Data supplied

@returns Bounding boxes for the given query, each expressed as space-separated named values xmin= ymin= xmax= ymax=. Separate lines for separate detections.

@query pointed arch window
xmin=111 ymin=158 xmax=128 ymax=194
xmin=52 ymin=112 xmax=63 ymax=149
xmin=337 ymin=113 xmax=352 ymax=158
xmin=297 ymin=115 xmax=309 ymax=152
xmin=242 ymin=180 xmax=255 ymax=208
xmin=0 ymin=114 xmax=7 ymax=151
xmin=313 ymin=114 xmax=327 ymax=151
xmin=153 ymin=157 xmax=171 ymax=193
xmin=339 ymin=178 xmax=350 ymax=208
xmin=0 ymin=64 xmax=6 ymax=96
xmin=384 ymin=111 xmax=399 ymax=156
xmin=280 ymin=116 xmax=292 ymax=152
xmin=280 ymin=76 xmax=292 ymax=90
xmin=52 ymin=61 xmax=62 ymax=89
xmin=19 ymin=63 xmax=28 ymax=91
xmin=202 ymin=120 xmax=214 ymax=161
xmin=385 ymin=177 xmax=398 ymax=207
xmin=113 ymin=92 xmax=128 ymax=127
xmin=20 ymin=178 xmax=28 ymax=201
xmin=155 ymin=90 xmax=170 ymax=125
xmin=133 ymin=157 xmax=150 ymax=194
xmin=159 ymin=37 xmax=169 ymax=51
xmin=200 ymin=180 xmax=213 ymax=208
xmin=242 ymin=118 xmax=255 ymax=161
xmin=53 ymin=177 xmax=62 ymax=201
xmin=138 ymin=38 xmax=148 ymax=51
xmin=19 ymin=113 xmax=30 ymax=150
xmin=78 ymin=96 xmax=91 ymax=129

To do
Reproduce the material above word for word, keeping every line and its order unchanged.

Output
@returns Bounding boxes for the given query, each expressed as space-separated named values xmin= ymin= xmax= ymax=. Separate lines for separate detections.

@query pointed arch window
xmin=111 ymin=158 xmax=128 ymax=194
xmin=52 ymin=112 xmax=63 ymax=149
xmin=337 ymin=113 xmax=352 ymax=158
xmin=297 ymin=115 xmax=309 ymax=152
xmin=242 ymin=180 xmax=255 ymax=208
xmin=0 ymin=114 xmax=7 ymax=151
xmin=313 ymin=114 xmax=327 ymax=151
xmin=153 ymin=157 xmax=171 ymax=193
xmin=339 ymin=178 xmax=350 ymax=208
xmin=0 ymin=64 xmax=6 ymax=96
xmin=384 ymin=111 xmax=399 ymax=156
xmin=280 ymin=116 xmax=292 ymax=152
xmin=280 ymin=76 xmax=292 ymax=90
xmin=52 ymin=61 xmax=62 ymax=89
xmin=19 ymin=63 xmax=28 ymax=91
xmin=202 ymin=120 xmax=214 ymax=161
xmin=385 ymin=177 xmax=398 ymax=207
xmin=113 ymin=92 xmax=128 ymax=127
xmin=20 ymin=178 xmax=28 ymax=201
xmin=155 ymin=90 xmax=170 ymax=125
xmin=133 ymin=157 xmax=150 ymax=194
xmin=159 ymin=37 xmax=169 ymax=51
xmin=200 ymin=180 xmax=213 ymax=208
xmin=242 ymin=118 xmax=255 ymax=161
xmin=53 ymin=177 xmax=62 ymax=201
xmin=138 ymin=38 xmax=148 ymax=51
xmin=19 ymin=113 xmax=30 ymax=150
xmin=78 ymin=96 xmax=91 ymax=129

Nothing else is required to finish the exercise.